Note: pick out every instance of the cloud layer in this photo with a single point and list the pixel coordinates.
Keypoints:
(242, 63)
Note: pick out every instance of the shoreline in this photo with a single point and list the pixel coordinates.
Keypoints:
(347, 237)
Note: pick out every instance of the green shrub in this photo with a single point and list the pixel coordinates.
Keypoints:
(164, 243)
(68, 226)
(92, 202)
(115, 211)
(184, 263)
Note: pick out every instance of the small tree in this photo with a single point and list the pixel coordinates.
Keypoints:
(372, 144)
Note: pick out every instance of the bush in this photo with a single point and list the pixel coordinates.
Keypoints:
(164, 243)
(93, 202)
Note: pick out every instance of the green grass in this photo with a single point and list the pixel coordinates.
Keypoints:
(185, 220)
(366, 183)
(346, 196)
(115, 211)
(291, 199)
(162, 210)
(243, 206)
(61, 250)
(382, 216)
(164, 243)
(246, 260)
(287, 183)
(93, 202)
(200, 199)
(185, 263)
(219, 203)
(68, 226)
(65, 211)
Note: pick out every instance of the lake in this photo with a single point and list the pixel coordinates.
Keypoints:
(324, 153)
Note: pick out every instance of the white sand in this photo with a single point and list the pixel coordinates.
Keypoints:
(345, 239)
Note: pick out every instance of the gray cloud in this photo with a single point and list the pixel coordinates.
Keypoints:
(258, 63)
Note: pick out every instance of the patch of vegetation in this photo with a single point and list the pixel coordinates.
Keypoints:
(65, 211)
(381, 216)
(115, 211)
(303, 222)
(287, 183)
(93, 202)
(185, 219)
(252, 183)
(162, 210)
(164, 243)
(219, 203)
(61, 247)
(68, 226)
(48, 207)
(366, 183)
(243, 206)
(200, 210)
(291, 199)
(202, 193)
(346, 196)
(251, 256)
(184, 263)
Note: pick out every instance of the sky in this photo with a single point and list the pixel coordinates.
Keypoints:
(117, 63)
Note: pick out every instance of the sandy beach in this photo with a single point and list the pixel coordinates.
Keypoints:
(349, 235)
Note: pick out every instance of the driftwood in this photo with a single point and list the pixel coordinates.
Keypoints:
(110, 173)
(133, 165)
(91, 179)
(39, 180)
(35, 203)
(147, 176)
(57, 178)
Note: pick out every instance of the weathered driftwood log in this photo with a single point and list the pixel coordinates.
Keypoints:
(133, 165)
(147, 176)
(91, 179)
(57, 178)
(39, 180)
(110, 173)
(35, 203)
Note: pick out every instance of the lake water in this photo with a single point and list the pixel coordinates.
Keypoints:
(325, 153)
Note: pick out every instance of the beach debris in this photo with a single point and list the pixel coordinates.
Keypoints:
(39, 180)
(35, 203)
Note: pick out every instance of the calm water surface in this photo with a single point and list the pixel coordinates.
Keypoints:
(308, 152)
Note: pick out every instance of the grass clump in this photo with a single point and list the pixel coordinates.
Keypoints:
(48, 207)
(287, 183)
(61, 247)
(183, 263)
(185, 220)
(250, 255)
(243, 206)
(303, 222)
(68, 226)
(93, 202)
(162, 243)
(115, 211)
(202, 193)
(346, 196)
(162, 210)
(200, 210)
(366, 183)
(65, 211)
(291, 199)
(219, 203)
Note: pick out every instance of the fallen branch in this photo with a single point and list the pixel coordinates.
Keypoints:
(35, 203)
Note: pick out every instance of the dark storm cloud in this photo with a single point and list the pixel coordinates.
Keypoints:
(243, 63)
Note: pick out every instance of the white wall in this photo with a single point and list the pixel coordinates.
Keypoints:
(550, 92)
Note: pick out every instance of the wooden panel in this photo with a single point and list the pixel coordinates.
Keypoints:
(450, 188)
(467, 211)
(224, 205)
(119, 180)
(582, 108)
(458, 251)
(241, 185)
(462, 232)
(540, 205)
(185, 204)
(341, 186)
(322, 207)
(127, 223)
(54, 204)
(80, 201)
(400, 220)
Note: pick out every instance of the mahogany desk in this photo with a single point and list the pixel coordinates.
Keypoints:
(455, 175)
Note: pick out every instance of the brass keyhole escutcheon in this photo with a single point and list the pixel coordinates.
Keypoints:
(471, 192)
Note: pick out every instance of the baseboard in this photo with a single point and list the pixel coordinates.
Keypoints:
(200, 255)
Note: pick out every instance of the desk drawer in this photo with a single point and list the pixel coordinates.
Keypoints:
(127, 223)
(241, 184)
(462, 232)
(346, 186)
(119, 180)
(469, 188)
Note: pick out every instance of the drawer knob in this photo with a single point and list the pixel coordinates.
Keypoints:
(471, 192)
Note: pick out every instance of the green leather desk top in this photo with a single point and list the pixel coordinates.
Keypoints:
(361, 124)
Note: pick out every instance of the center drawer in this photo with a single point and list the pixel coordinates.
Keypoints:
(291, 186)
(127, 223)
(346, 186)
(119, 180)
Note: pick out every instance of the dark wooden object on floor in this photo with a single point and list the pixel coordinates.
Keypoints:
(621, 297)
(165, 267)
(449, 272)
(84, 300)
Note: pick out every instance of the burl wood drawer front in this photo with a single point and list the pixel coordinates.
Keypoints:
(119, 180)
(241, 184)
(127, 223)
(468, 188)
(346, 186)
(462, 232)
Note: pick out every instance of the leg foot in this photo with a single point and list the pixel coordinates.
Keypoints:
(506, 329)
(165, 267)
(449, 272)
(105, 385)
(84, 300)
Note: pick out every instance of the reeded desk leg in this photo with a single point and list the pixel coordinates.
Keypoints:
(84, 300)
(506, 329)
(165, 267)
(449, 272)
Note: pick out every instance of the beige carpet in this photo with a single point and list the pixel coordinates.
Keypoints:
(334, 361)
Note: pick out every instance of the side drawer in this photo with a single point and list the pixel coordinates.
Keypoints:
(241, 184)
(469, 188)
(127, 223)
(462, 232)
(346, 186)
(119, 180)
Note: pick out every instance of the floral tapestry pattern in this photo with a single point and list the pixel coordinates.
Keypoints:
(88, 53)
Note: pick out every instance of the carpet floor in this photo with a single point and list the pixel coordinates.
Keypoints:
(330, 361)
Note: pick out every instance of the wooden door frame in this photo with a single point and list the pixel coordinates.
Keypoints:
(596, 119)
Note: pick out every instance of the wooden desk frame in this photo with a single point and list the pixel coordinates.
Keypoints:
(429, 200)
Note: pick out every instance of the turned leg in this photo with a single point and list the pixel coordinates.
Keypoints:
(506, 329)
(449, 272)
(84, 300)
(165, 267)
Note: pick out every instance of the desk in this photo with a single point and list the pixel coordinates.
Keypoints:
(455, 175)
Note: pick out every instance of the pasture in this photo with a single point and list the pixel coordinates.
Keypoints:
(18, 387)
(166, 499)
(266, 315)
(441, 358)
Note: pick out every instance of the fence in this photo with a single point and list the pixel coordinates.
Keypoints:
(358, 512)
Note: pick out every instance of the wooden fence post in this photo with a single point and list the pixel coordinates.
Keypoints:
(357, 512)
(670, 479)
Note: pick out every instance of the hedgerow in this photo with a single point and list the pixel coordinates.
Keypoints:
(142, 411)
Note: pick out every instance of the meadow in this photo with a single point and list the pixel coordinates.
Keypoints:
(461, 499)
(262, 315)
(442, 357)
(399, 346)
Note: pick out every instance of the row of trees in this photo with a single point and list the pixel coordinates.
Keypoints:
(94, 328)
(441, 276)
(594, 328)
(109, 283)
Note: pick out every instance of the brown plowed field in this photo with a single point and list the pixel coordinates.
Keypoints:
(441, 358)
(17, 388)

================================

Prompt => Please print the material again in full, exactly as it is.

Result =>
Note: pick out every instance of the cloud layer in this photo with a single point and list the pixel coordinates.
Keypoints:
(242, 63)
Note: pick out every instance of the shoreline in this photo with a single point and list the pixel coordinates.
Keypoints:
(347, 237)
Note: pick out every instance of the green shrub in this photo with a single point and list the pixel coordinates.
Keypoints:
(164, 243)
(68, 226)
(92, 202)
(115, 211)
(184, 263)
Note: pick out every instance of the small tree in this photo with a single point and list the pixel coordinates.
Keypoints:
(372, 144)
Note: pick out every instance of the bush in this photo with a single point and list the pixel coordinates.
Keypoints:
(164, 243)
(93, 202)
Note: pick out every instance of the green grass in this photo with a single point and list the pixel coordinates.
Keypoints:
(185, 220)
(366, 183)
(346, 196)
(115, 211)
(291, 199)
(162, 210)
(243, 206)
(61, 250)
(382, 216)
(164, 243)
(246, 260)
(287, 183)
(93, 202)
(200, 199)
(185, 263)
(219, 203)
(68, 226)
(65, 211)
Note: pick out every instance of the lake in this photo with a single point and list the pixel coordinates.
Keypoints:
(324, 153)
Note: pick out every instance of the white sand in this photo with a single point and list the pixel coordinates.
Keypoints:
(345, 239)
Note: pick out every instance of the gray cloud in this photo with a single point and list the pixel coordinates.
Keypoints:
(258, 63)
Note: pick out every instance of the patch of vegetation in this photo with a single point and list the pixel coordinates.
Keypoints:
(65, 211)
(381, 216)
(115, 211)
(303, 222)
(287, 183)
(93, 202)
(185, 219)
(252, 183)
(162, 210)
(164, 243)
(219, 203)
(61, 247)
(68, 226)
(48, 207)
(366, 183)
(243, 206)
(200, 210)
(291, 199)
(202, 193)
(346, 196)
(251, 256)
(184, 263)
Note: pick out every instance of the sky in this photo with a single point and list the pixel coordinates.
Keypoints:
(117, 63)
Note: pick out every instance of the sandy beach in this photo with a single point and list the pixel coordinates.
Keypoints:
(349, 235)
Note: pick out every instance of the driftwood in this photo with a single point and list the pixel coordinates.
Keypoints:
(110, 173)
(133, 165)
(91, 179)
(39, 180)
(35, 203)
(147, 176)
(57, 178)
Note: pick out every instance of the weathered driftwood log in this photo with a single point and list the pixel coordinates.
Keypoints:
(133, 165)
(147, 176)
(91, 179)
(57, 178)
(39, 180)
(110, 173)
(35, 203)
Note: pick out every instance of the lake water in this photo with a single point and list the pixel coordinates.
Keypoints:
(325, 153)
Note: pick out every instance of the beach debris in this photo with a single point and list the pixel coordinates.
Keypoints:
(39, 180)
(35, 203)
Note: pick out every instance of the calm water surface in this photo with a single point and list the pixel coordinates.
Keypoints:
(308, 152)
Note: pick out every instance of the grass clump in this photo with a single point and list the pixel coordinates.
Keypoints:
(48, 207)
(287, 183)
(61, 247)
(183, 263)
(185, 220)
(250, 255)
(243, 206)
(303, 222)
(68, 226)
(93, 202)
(162, 243)
(115, 211)
(202, 193)
(346, 196)
(162, 210)
(200, 210)
(366, 183)
(65, 211)
(291, 199)
(219, 203)
Note: pick out every instance of the fallen branch in this photo with a single point and list the pixel coordinates.
Keypoints:
(35, 203)
Note: pick out every instance of the dark storm cloud in this photo with a single point and list the pixel coordinates.
Keypoints:
(243, 63)
Note: pick out every instance of the white wall in this photo with a single point and list the pixel coordinates.
Keypoints:
(550, 92)
Note: pick out every instance of the wooden panel in this photo with a single point and list the pixel coordinates.
Keypoints:
(450, 188)
(467, 211)
(224, 205)
(119, 180)
(582, 108)
(458, 251)
(241, 185)
(462, 232)
(540, 205)
(185, 204)
(341, 186)
(322, 207)
(127, 223)
(54, 204)
(80, 201)
(400, 220)
Note: pick out every instance of the mahogany desk in this photo with a single point and list the pixel coordinates.
Keypoints:
(455, 175)
Note: pick out every instance of the brass keyhole escutcheon in this photo with a single point and list the pixel coordinates.
Keypoints:
(471, 192)
Note: pick out every instance of the baseboard in this photo with a single point and list the pixel coordinates.
Keypoints:
(200, 255)
Note: pick out every instance of the desk drawer in this photo with a single point and list the pixel coordinates.
Keypoints:
(127, 223)
(241, 184)
(462, 232)
(346, 186)
(119, 180)
(469, 188)
Note: pick out every instance of the drawer knob in this photo with a single point and list the pixel coordinates.
Keypoints:
(471, 192)
Note: pick out every instance of the green leather desk top in this photo with a single point and list the pixel coordinates.
Keypoints:
(361, 124)
Note: pick out every instance of the center drawer in this photo with a single point and list the pixel coordinates.
Keypoints:
(291, 186)
(127, 223)
(346, 186)
(119, 180)
Note: pick out every instance of the dark wooden object on floor in this photo with a single point and list the pixel coordinates.
Keypoints:
(621, 297)
(165, 267)
(449, 272)
(84, 300)
Note: pick out every instance of the burl wood drawer front in this photo with a single point and list the pixel coordinates.
Keypoints:
(119, 180)
(241, 184)
(127, 223)
(468, 188)
(346, 186)
(462, 232)
Note: pick out every instance of the leg foot in this photo with a single point and list the pixel coordinates.
Keypoints:
(506, 329)
(165, 267)
(449, 272)
(105, 385)
(84, 300)
Note: pick out every instance of the reeded desk leg in this photo with a single point and list the pixel coordinates.
Keypoints:
(84, 300)
(506, 329)
(165, 267)
(449, 272)
Note: pick out every instance of the beige carpet in this photo with a single point and list the pixel coordinates.
Keypoints:
(334, 361)
Note: pick out every instance of the side drawer in this photo with a single point and list the pixel coordinates.
Keypoints:
(241, 184)
(469, 188)
(127, 223)
(462, 232)
(346, 186)
(119, 180)
Note: pick out every instance of the floral tapestry pattern in this photo with a single point and list the pixel coordinates.
Keypoints:
(88, 53)
Note: pick out every instance of the carpet floor in this photo with a single point and list the pixel coordinates.
Keypoints:
(330, 361)
Note: pick out every instance of the wooden door frame in this photo with a single point and list the pixel coordinates.
Keypoints:
(596, 119)
Note: pick out every instance of the wooden desk frame in this photo with a single point and list the pixel coordinates.
Keypoints:
(429, 200)
Note: pick out every instance of the turned leg in this photo with a single point and list the pixel coordinates.
Keypoints:
(506, 329)
(449, 272)
(84, 300)
(165, 267)
Note: pick out every instance of the desk in this photo with a single point and list the pixel coordinates.
Keypoints:
(455, 175)
Note: pick out every instance of the pasture in this photo with a single point and list the pixel coordinates.
Keypoints:
(18, 387)
(166, 499)
(266, 315)
(441, 358)
Note: pick out every instance of the fence in this photo with a single point and list the pixel coordinates.
Keypoints:
(358, 512)
Note: pick out every instance of the wooden fence post in this photo with a single point and list the pixel coordinates.
Keypoints:
(357, 512)
(670, 479)
Note: pick out every instance of the hedgerow in this photo with a single point and list the pixel coordinates.
Keypoints:
(142, 411)
Note: pick out every instance of the meadow in this photo with a single point and list the pixel coordinates.
Keypoints:
(461, 499)
(262, 315)
(442, 357)
(399, 346)
Note: pick out every instance of the row of trees in this photo with a single point and list the pixel coordinates.
Keypoints:
(94, 328)
(441, 276)
(594, 328)
(109, 283)
Note: pick out every instance of the brown plowed field in this photo with a single point and list the pixel coordinates.
Keypoints:
(441, 358)
(17, 388)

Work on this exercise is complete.